» STATED TASK:
How many of the lines below contain the string "basketball"? Reply with the number alone.

::: DATASET RECORDS

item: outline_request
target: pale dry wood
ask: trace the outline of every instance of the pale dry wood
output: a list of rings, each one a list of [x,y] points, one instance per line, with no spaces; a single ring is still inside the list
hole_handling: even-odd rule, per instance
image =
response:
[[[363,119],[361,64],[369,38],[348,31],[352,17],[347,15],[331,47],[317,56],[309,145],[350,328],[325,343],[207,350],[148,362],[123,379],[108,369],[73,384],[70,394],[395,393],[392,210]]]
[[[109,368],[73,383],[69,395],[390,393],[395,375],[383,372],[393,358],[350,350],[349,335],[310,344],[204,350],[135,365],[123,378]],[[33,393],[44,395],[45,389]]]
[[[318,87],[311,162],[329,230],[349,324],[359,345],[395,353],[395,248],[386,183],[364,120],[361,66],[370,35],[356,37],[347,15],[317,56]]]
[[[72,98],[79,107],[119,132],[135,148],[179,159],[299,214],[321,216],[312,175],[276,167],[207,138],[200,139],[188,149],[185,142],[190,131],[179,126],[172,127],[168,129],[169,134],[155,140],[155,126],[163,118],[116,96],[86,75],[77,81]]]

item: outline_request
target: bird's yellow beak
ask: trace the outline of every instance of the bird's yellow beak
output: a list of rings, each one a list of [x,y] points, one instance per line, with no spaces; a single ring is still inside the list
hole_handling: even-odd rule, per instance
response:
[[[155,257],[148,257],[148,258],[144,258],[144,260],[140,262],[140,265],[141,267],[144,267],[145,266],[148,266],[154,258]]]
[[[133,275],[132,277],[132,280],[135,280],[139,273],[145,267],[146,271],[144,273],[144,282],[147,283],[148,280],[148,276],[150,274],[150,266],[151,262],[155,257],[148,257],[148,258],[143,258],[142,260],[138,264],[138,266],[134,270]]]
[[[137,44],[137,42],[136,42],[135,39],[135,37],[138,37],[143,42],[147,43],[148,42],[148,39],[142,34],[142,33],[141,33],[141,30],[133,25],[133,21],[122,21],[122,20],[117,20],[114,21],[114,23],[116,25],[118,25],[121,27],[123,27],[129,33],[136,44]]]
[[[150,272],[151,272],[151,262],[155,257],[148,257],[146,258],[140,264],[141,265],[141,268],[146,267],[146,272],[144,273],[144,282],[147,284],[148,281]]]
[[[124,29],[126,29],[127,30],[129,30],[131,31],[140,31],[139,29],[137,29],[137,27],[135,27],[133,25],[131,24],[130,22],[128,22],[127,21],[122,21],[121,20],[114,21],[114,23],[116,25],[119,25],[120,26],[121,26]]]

::::::
::: DATASET RECORDS

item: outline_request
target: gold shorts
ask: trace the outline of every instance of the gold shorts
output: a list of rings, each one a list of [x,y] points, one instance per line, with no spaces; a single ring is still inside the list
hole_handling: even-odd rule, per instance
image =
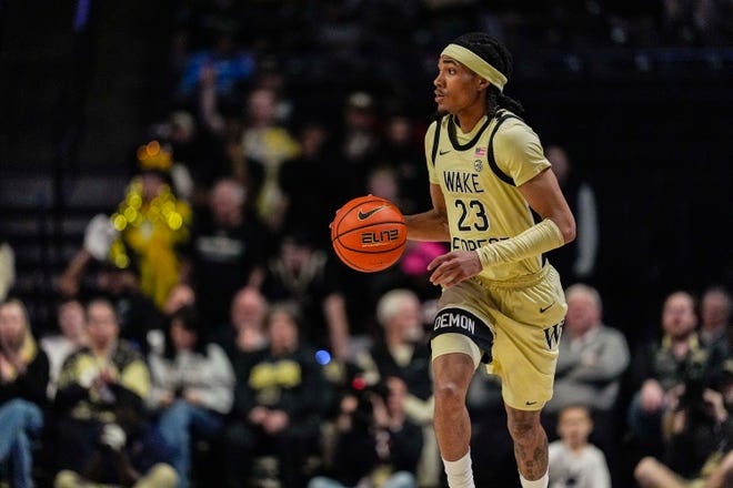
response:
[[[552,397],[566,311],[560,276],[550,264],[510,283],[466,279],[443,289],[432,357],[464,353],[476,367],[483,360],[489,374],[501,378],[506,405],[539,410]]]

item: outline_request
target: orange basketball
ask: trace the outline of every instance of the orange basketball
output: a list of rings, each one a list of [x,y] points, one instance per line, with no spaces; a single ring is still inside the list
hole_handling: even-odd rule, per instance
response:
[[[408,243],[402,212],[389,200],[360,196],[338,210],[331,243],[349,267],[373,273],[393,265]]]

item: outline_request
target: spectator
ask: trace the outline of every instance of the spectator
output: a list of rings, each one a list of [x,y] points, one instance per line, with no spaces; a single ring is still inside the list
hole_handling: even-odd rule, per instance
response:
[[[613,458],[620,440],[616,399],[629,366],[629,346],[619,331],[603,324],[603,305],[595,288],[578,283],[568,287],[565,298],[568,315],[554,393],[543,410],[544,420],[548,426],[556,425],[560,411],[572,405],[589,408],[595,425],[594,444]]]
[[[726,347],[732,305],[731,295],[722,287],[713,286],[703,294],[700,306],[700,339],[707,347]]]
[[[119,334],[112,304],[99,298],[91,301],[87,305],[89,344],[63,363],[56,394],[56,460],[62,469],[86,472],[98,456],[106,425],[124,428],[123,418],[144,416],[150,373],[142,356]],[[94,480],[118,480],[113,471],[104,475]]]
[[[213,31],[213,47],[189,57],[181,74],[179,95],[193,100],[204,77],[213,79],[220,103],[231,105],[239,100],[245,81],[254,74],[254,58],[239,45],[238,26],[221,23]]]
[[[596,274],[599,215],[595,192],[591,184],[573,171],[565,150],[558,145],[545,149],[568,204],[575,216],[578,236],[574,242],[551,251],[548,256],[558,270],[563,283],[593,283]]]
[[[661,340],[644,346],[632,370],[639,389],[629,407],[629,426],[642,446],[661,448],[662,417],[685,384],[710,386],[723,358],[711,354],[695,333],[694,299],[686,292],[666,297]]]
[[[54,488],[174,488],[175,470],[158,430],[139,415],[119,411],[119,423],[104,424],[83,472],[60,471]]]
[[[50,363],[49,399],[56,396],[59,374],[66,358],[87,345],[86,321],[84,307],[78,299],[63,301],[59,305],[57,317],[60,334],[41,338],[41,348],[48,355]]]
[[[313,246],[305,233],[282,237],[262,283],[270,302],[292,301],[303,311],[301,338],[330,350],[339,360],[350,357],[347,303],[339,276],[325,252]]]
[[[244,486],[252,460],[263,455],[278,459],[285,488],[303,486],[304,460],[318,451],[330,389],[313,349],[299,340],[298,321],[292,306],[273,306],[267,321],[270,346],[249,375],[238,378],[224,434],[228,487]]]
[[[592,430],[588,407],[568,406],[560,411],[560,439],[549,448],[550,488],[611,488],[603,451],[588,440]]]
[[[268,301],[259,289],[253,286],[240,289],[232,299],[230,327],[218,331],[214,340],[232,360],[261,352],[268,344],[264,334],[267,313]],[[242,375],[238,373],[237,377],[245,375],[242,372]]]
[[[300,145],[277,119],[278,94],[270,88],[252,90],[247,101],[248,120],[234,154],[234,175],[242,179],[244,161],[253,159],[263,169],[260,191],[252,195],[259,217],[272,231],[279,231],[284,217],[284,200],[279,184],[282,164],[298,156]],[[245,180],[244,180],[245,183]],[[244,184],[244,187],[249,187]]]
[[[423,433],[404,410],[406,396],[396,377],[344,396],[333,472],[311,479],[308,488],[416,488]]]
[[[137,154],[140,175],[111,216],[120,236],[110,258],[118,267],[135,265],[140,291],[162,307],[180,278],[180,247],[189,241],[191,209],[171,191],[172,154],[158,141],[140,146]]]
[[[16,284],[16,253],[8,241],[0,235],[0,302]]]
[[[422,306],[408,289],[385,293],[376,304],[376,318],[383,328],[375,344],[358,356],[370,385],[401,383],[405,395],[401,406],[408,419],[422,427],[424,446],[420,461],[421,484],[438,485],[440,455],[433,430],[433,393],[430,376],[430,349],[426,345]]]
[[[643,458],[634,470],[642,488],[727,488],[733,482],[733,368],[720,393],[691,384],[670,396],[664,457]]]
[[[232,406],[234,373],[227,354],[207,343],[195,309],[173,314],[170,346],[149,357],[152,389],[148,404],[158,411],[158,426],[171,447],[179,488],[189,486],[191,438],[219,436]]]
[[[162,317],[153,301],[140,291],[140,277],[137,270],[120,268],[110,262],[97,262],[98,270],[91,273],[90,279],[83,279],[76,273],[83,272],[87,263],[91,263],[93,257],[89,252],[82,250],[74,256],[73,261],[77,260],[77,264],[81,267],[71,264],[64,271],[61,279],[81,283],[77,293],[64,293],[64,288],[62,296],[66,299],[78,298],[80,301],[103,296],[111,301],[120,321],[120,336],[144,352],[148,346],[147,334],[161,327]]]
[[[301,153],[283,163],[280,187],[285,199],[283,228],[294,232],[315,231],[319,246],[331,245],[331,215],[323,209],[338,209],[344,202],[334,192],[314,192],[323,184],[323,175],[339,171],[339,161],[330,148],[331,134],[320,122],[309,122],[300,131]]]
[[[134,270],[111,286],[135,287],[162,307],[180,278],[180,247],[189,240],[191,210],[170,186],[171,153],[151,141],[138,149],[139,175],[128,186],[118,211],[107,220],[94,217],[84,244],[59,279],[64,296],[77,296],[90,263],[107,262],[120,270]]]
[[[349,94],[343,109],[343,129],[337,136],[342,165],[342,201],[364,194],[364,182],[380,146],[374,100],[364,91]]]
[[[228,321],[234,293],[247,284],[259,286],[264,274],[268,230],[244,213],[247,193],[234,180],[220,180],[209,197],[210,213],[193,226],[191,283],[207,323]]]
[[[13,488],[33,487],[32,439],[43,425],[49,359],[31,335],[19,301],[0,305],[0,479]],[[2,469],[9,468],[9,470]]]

::::::
::: DATASET RECORDS

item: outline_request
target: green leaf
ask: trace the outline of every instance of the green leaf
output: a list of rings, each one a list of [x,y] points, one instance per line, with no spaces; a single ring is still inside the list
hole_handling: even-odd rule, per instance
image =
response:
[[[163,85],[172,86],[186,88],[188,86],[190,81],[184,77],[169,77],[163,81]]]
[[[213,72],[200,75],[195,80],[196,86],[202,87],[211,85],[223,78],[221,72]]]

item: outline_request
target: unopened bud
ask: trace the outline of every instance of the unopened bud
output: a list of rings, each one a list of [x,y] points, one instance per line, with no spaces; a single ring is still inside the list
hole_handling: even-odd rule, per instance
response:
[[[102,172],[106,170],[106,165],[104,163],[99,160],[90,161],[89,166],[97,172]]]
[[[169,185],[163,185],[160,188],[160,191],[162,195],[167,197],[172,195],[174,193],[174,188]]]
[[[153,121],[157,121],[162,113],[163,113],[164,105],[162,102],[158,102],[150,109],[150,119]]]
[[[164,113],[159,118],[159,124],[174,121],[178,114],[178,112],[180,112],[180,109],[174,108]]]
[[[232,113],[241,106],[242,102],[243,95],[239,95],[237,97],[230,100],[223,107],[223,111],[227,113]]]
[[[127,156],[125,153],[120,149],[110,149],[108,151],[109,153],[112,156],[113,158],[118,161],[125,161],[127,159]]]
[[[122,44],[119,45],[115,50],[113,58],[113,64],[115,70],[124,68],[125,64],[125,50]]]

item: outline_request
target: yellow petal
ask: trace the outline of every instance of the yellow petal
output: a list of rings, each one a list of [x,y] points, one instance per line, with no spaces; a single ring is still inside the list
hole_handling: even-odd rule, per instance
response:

::::::

» RESPONSE TO THIS TASK:
2